─── DATA SHOWN
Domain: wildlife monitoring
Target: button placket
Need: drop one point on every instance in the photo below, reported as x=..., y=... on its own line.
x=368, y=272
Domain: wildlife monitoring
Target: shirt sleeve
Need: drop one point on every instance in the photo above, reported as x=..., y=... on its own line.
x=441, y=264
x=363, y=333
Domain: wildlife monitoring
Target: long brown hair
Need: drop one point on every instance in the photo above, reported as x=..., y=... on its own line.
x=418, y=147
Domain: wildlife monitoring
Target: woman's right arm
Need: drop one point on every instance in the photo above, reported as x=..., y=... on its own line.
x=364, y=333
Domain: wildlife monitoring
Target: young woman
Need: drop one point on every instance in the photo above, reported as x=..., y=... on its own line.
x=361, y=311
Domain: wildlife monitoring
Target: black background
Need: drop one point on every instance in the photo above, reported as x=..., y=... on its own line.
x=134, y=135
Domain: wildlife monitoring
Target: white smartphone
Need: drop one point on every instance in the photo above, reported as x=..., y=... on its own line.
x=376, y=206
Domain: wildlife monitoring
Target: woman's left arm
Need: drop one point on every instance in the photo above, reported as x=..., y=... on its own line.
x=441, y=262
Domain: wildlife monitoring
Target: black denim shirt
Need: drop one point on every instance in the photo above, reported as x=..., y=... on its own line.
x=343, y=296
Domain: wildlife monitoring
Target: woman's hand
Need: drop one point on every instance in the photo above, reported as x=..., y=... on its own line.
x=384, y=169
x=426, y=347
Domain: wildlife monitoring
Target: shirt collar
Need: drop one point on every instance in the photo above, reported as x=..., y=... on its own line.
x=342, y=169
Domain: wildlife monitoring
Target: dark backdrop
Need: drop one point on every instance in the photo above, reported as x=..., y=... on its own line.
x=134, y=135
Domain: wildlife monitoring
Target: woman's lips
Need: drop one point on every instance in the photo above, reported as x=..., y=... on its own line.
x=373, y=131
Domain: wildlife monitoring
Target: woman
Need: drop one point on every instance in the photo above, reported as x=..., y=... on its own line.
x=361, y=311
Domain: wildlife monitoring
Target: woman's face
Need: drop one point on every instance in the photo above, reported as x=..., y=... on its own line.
──────
What is the number of lines in the records holding "woman"? Give the number alone.

7